== Extrait

Depuis 3 mois la crise couvait : la Grèce avec un déficit de près de 14% de son PIB ne parvenait plus à emprunter sur les marchés financiers. La question se posait aux autres membres de la zone euro de la solidarité ou de l’abandon de la Grèce à son sort. Soit les pays européens prêtaient à la Grèce, soit ils la laissaient se faire assister par le FMI et en accepter la discipline. Les atermoiements des Européens ont aggravé la crise : les marchés ont envisagé le défaut de paiement de la Grèce, et peut-être d’autres pays de l’euro. La crédibilité de l’Euro était engagée. Il perdait de sa valeur.
La solidarité s’est imposée : la décision a été prise de créer, avec l’aide du FMI, un fonds de stabilisation massif de 750 milliards d’euros, à la disposition des Etats qui se trouveraient devant des difficultés de financement.
Ce qui était connu depuis longtemps est devenu une évidence : une monnaie commune ne peut se concevoir sans gestion économique commune et sans solidarité entre les Etats. L’euro a protégé efficacement les Etats membres pendant la crise bancaire et financière de 2008-2009. Il a évité les attaques contre des monnaies nationales et les dévaluations. Mais à l’ombre de l’euro certains pays ont pu profiter des bas taux d’intérêts pour pratiquer le laxisme budgétaire et pour s’endetter exagérément. La crise et les plans de relance ont amplifié les déséquilibres. Après avoir affronté l’excès de dette privée en 2008 lors de la crise bancaire, l’Europe est confrontée à ses dettes publiques et à la nécessité d’assainir ses finances.
Cette crise peut être salutaire en amenant les Etats de la zone euro à coordonner leurs politiques économiques et à mettre en place une forme de gouvernement économique de l’Union européenne. Mais les conceptions de la zone euro sont diverses entre les pays. L’Allemagne, notamment, rejette une conception fédérale de l’Europe avec un budget européen qui permette des transferts financiers entre les Etats. Elle préfère une Union où chacun gère un budget en équilibre en veillant à sa propre compétitivité.
La crise de l’euro révèle des problèmes profonds : les pays européens sont endettés, frappés par le chômage de masse, le vieillissement, le retard technologique. Face aux taux de croissance de 12 % de la Chine ou de 3.5% des Etats-Unis, l’Europe parait condamnée à une croissance molle. Pour éviter à l’avenir d’être marginalisée, l’Europe doit agir collectivement en investissant dans l’avenir.
La crise de l’euro révèle aussi le déficit de leadership de l’Union. Les dirigeants européens : José-Manuel Barroso, président de la Commission, Herman van Rompuy, président du Conseil européen, Jean-Claude Juncker, président de l’Eurogroupe ont été impuissants à imposer des solutions. Les acteurs déterminants ont été Angela Merkel et Nicolas Sarkozy. La gestion intergouvernementale de la crise a été choisie avec pour conséquence, trois mois d’hésitations. Pire : devant l’aggravation de la situation et les risques de propagation au-delà de l’Europe, les Etats-Unis ont dû s’impliquer. Barak Obama a téléphoné personnellement à Nicolas Sarkozy et à plusieurs reprises à Angela Merkel pour lui faire accepter le plan de soutien à l’euro.
Jean-Claude Trichet estimait que le recours au FMI serait une « humiliation » pour l’Europe. Non seulement nous avons accepté l’aide du FMI mais nous avons eu besoin d’une intervention américaine pour résoudre nos différends. L’Europe de l’euro reste à construire.

====
== Données enregistrées

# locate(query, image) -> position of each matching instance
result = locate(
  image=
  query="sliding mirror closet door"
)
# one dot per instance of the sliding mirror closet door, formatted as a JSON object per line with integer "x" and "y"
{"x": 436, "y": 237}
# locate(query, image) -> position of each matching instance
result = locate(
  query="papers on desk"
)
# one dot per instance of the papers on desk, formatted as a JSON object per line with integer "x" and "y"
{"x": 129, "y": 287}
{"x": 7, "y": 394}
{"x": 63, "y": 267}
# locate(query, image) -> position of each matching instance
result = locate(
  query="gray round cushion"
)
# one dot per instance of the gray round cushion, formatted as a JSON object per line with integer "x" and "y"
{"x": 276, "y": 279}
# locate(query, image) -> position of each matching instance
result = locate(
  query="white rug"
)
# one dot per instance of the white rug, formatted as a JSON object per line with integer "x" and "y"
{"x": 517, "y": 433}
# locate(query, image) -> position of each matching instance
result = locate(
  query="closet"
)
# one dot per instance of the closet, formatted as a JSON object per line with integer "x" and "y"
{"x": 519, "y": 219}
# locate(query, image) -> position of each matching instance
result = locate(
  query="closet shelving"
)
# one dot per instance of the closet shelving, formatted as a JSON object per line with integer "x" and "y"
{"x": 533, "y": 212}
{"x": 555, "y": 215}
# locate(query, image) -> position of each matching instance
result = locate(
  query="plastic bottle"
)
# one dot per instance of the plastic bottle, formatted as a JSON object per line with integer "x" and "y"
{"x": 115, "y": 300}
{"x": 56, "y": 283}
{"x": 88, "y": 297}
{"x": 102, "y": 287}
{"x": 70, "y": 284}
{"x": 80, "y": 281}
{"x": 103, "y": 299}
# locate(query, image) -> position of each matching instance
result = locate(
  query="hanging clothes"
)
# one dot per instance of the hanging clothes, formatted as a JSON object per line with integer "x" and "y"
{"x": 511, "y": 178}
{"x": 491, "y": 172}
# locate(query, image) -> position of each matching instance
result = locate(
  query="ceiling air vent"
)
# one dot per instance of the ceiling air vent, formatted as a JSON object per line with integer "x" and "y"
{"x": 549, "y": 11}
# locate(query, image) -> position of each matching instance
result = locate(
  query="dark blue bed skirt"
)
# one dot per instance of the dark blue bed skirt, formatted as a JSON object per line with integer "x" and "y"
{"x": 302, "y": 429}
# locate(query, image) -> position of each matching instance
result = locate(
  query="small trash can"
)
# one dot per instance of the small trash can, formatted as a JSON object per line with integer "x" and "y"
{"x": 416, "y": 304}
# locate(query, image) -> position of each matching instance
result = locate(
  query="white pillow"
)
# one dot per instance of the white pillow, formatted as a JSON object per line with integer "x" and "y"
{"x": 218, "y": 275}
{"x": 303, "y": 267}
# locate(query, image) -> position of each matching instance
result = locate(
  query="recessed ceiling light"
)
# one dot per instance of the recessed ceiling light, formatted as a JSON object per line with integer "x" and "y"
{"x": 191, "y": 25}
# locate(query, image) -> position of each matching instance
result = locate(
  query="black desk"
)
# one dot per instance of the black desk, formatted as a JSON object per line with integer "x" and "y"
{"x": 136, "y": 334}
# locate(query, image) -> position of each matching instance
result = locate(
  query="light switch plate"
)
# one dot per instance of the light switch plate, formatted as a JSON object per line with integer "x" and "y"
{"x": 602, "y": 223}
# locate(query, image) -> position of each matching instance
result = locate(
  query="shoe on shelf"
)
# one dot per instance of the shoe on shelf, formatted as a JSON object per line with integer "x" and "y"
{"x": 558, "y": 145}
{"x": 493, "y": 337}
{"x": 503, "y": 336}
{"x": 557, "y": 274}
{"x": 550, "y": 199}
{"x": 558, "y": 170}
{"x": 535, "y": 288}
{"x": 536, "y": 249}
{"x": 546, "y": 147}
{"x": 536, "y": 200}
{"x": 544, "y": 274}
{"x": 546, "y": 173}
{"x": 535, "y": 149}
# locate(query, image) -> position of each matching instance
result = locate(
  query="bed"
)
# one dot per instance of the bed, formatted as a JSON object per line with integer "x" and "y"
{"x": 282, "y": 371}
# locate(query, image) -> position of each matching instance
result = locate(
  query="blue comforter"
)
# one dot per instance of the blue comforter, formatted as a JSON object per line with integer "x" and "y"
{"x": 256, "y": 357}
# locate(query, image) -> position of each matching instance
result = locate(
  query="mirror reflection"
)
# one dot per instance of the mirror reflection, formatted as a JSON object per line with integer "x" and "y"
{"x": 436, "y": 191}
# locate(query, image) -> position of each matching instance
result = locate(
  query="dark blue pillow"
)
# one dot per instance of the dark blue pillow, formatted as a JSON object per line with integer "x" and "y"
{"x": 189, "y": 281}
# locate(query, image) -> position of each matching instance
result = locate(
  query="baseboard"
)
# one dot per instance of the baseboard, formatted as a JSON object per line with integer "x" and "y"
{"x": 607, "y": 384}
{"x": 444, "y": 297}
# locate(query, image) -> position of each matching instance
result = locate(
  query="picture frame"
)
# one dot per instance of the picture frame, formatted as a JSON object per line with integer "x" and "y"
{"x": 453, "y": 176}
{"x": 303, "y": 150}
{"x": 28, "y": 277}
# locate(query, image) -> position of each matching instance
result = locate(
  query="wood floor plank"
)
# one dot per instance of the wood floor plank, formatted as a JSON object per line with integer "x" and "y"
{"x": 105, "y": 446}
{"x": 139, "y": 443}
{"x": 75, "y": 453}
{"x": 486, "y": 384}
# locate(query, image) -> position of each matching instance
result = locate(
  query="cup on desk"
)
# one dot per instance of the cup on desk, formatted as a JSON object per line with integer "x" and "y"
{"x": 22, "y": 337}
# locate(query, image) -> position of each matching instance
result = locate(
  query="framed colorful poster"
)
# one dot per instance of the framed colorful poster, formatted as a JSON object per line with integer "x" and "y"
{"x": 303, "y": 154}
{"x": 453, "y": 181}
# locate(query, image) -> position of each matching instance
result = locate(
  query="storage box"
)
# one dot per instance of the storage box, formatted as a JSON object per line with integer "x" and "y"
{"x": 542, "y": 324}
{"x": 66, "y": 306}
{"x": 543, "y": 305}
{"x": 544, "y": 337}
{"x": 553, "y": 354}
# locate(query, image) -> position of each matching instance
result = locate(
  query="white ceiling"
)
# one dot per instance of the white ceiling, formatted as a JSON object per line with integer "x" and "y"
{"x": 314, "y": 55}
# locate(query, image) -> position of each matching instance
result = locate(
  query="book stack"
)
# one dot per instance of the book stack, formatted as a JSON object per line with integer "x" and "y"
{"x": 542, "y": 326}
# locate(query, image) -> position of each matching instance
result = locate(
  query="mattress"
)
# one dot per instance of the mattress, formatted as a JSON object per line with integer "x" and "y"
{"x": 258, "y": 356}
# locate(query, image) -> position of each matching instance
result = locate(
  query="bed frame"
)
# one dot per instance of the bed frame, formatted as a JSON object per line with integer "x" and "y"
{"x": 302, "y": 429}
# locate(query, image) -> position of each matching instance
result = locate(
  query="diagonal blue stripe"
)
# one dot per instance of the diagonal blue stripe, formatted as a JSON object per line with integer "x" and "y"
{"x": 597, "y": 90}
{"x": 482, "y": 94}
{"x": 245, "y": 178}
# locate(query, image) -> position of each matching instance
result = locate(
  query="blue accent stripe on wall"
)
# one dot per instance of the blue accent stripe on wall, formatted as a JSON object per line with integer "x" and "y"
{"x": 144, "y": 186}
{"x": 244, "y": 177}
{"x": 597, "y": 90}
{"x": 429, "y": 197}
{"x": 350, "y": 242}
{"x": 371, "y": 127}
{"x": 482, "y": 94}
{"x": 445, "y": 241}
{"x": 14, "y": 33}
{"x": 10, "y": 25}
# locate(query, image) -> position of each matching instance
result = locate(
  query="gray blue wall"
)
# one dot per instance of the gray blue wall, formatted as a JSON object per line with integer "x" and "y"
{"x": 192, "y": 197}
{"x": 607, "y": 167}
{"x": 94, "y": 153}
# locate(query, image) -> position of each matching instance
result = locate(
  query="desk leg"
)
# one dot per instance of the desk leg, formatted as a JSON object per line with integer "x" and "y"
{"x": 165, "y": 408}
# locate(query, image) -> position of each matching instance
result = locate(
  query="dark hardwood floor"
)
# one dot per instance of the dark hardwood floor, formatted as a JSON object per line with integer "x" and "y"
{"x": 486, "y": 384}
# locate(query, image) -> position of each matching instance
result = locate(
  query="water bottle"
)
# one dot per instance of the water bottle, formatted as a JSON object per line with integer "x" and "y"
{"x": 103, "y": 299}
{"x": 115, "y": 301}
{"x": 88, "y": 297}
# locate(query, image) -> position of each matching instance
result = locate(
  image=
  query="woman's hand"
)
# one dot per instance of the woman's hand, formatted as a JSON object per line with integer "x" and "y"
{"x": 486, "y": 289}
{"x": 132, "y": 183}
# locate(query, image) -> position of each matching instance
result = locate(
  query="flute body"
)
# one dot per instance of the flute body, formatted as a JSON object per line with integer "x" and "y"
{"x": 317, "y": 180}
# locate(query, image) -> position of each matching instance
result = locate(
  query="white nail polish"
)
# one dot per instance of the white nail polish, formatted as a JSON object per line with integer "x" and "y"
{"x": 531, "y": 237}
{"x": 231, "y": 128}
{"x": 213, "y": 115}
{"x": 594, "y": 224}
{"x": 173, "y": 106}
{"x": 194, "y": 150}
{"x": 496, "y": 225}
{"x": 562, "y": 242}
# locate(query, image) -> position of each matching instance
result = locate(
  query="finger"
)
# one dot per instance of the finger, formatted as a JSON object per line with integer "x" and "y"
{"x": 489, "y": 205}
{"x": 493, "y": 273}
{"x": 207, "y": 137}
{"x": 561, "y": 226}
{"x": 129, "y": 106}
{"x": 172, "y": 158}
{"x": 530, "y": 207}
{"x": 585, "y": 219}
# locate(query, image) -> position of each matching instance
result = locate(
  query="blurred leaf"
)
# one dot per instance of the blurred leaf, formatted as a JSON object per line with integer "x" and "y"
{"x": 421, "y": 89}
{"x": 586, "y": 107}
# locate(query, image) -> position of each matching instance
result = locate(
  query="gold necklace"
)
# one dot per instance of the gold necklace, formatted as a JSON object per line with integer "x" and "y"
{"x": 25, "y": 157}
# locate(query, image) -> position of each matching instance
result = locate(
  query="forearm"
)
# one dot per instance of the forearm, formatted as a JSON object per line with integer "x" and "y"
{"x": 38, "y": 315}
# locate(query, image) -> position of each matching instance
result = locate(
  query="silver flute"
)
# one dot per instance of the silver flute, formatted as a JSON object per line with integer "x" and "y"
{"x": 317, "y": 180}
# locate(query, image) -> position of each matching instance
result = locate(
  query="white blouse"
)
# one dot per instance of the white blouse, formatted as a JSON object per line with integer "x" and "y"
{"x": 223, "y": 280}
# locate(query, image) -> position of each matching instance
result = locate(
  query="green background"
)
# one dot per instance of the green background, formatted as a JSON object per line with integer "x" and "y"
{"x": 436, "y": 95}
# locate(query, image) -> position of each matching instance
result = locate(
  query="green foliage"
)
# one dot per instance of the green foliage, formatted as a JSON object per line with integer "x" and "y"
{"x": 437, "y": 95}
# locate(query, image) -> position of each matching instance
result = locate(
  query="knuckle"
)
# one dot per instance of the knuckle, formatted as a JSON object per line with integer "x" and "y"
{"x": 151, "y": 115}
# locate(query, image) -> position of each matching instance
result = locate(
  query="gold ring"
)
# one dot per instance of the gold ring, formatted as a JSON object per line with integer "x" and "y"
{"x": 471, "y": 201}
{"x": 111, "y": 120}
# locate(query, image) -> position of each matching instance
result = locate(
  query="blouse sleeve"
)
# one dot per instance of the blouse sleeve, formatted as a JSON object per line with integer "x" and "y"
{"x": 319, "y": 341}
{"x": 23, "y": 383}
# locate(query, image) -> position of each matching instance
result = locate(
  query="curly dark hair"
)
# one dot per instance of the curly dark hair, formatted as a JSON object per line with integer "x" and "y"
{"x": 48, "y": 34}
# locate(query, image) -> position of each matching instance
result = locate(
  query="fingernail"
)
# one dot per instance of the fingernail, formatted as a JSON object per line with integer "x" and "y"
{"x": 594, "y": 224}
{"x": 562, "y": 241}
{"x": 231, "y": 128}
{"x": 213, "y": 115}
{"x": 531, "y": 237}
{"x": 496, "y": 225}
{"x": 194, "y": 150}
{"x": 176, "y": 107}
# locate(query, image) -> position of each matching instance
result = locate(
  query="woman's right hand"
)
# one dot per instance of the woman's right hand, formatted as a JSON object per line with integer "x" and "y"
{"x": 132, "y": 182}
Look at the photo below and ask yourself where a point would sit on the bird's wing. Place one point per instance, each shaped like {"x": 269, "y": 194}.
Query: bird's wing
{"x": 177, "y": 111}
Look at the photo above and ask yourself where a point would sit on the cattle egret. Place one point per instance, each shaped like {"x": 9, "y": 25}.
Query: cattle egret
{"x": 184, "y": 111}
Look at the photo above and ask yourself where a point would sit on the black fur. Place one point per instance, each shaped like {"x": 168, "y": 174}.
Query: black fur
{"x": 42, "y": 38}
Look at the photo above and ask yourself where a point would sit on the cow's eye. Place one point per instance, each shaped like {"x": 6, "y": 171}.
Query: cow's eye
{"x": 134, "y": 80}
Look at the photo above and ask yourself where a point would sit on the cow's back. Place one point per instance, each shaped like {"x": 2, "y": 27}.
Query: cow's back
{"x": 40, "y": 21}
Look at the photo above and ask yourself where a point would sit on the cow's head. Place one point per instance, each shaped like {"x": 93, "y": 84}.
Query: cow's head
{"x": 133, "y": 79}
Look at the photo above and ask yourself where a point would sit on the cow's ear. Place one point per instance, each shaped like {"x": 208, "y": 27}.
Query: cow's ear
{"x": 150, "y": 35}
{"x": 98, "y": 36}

====

Questions sur l'extrait:
- 1) Recopiez l'extrait sur la crise de l'euro depuis les mots « Depuis 3 mois » jusqu'aux mots « de sa valeur. » inclus.
- 2) D'après l'extrait sur la crise de l'euro, quel est le montant du fonds de stabilisation créé avec l'aide du FMI ?

Réponses par numéro:
- 1)
Depuis 3 mois la crise couvait : la Grèce avec un déficit de près de 14% de son PIB ne parvenait plus à emprunter sur les marchés financiers. La question se posait aux autres membres de la zone euro de la solidarité ou de l’abandon de la Grèce à son sort. Soit les pays européens prêtaient à la Grèce, soit ils la laissaient se faire assister par le FMI et en accepter la discipline. Les atermoiements des Européens ont aggravé la crise : les marchés ont envisagé le défaut de paiement de la Grèce, et peut-être d’autres pays de l’euro. La crédibilité de l’Euro était engagée. Il perdait de sa valeur.

- 2) 750 milliards d'euros.